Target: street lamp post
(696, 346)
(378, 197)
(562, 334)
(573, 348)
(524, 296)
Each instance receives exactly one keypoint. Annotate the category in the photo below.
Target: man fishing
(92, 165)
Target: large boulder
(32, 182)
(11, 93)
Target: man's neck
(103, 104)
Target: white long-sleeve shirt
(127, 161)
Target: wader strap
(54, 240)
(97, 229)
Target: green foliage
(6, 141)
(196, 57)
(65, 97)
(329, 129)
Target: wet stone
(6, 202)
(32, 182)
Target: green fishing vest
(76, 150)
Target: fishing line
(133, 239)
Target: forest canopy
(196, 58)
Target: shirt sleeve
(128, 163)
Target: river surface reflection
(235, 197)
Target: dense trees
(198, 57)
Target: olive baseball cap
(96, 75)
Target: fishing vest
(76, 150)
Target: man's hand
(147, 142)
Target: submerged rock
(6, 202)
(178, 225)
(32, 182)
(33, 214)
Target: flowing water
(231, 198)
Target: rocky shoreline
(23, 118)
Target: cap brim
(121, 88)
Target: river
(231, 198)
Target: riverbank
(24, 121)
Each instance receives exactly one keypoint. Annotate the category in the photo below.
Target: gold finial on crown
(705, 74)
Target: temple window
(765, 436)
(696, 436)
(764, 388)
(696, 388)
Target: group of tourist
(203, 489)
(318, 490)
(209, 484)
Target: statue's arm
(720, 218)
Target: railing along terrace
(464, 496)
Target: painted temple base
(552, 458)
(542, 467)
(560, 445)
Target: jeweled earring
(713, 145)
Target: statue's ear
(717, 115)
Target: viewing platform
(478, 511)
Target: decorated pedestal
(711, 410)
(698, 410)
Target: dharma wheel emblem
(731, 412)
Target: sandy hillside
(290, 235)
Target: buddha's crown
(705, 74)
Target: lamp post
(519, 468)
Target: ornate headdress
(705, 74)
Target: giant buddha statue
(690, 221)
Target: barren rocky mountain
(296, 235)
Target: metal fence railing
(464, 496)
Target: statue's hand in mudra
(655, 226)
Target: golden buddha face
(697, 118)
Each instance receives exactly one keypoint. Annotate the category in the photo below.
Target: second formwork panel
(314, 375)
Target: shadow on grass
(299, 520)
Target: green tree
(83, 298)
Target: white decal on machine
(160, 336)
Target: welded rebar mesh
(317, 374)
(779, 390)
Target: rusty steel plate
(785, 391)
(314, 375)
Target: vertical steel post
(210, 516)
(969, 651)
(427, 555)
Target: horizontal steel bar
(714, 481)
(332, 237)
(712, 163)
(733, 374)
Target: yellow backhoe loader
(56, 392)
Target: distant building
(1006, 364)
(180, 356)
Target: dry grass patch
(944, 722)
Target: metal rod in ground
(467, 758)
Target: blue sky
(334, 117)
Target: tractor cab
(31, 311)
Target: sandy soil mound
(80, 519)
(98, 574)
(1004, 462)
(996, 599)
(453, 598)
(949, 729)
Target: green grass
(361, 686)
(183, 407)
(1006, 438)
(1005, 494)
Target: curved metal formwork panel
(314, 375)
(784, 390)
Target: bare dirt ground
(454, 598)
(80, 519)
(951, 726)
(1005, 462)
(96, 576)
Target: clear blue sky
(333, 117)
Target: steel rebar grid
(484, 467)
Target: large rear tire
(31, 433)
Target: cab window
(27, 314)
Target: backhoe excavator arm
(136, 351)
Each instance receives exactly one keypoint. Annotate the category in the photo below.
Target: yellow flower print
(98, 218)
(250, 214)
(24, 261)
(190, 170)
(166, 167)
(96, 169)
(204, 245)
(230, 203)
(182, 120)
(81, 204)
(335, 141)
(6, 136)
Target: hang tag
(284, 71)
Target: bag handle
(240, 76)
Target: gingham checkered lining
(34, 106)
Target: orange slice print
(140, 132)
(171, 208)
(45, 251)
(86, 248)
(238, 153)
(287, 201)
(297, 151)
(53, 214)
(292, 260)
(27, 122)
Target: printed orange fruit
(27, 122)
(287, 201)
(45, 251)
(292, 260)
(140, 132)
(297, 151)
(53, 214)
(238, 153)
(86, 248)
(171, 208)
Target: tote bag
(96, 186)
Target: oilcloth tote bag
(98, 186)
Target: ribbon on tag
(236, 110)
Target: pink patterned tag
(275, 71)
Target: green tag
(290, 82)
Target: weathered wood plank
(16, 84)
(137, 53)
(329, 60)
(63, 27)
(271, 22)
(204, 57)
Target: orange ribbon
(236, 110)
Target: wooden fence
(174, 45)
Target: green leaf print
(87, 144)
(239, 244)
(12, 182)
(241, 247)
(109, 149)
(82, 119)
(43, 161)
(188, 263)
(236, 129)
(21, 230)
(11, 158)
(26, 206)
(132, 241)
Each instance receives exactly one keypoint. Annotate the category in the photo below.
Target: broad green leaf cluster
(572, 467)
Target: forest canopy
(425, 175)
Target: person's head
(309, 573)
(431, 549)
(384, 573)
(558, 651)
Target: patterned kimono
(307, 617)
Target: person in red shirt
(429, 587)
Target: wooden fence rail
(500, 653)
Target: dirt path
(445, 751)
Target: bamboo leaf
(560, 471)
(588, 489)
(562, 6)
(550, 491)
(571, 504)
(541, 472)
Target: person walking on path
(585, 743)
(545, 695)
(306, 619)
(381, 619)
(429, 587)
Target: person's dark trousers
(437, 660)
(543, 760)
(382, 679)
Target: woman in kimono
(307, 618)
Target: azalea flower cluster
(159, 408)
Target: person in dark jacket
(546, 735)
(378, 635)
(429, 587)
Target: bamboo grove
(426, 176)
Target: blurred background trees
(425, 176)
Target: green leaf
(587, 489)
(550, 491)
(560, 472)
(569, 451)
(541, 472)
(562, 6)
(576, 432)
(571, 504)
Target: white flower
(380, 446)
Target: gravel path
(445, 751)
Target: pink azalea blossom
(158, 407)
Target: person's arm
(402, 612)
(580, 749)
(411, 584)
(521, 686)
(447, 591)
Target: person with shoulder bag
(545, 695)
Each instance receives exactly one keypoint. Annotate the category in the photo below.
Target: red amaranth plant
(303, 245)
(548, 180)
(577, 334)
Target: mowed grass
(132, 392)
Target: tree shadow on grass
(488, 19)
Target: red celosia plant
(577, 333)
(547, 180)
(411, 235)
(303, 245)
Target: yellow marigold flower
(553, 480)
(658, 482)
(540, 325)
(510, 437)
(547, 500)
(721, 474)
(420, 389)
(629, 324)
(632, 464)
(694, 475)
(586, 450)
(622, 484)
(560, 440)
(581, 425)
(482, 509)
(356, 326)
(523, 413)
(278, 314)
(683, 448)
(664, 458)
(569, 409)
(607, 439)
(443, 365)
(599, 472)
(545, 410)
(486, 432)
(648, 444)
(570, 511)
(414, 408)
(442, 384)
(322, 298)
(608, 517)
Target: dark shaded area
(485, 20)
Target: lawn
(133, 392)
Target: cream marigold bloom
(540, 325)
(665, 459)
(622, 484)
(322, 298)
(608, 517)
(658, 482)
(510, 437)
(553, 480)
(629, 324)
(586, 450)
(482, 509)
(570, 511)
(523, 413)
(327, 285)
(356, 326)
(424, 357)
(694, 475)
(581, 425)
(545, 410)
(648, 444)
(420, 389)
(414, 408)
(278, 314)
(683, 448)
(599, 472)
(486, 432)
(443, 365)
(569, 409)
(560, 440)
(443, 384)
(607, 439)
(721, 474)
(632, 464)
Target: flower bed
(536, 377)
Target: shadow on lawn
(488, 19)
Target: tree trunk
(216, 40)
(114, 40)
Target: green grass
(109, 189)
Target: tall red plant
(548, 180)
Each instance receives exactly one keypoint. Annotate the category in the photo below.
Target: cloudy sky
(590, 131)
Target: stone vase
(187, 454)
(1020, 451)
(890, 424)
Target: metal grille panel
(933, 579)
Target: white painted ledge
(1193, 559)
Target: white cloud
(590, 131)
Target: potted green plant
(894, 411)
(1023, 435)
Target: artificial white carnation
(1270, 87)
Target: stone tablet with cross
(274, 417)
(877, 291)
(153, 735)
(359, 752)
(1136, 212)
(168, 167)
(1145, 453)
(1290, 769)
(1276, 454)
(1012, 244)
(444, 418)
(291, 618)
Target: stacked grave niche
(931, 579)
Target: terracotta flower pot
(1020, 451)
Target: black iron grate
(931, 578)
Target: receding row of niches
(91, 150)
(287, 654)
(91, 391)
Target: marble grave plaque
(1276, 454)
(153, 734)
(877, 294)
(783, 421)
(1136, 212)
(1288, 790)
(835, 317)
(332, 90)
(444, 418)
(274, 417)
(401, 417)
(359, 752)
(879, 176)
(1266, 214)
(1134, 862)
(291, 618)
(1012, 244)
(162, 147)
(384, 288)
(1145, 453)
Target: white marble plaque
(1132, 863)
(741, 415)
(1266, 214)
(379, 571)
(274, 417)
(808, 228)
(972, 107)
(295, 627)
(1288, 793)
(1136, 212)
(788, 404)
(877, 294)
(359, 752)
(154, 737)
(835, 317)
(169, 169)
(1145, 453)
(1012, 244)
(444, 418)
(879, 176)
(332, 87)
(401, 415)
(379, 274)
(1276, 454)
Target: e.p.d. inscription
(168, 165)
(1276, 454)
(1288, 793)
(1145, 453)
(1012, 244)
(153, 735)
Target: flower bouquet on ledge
————————
» **WHAT IS NEEDED**
Restate exactly, and only, every line from the one that contains "Target: stone vase" through the last line of the records.

» **RESULT FOR THIS EXERCISE**
Target: stone vase
(187, 454)
(1020, 451)
(890, 424)
Target: metal grille panel
(933, 579)
Target: white painted ledge
(1193, 559)
Target: white cloud
(590, 131)
Target: potted green plant
(894, 411)
(1023, 435)
Target: artificial white carnation
(1270, 87)
Target: stone tablet with cross
(274, 417)
(877, 291)
(153, 735)
(359, 752)
(1136, 212)
(168, 167)
(1145, 453)
(1290, 769)
(1276, 454)
(1012, 244)
(444, 418)
(291, 618)
Target: stacked grave niche
(931, 579)
Target: terracotta flower pot
(1020, 451)
Target: black iron grate
(931, 578)
Target: receding row of niches
(91, 150)
(287, 654)
(91, 391)
Target: marble grave plaque
(1276, 454)
(153, 734)
(877, 294)
(783, 421)
(1136, 212)
(1288, 790)
(835, 317)
(332, 90)
(444, 418)
(274, 417)
(401, 417)
(359, 752)
(879, 176)
(1266, 214)
(1134, 862)
(291, 618)
(1012, 244)
(162, 147)
(384, 288)
(1145, 453)
Target: white marble plaque
(1132, 863)
(741, 415)
(1266, 214)
(379, 571)
(274, 417)
(808, 228)
(972, 107)
(295, 627)
(1288, 793)
(1136, 212)
(788, 404)
(877, 294)
(359, 752)
(154, 737)
(835, 317)
(169, 169)
(1145, 453)
(1012, 244)
(444, 418)
(879, 176)
(332, 87)
(401, 415)
(379, 274)
(1276, 454)
Target: e.p.d. inscription
(168, 165)
(1276, 454)
(1288, 793)
(1145, 453)
(1012, 244)
(153, 735)
Target: flower bouquet on ledge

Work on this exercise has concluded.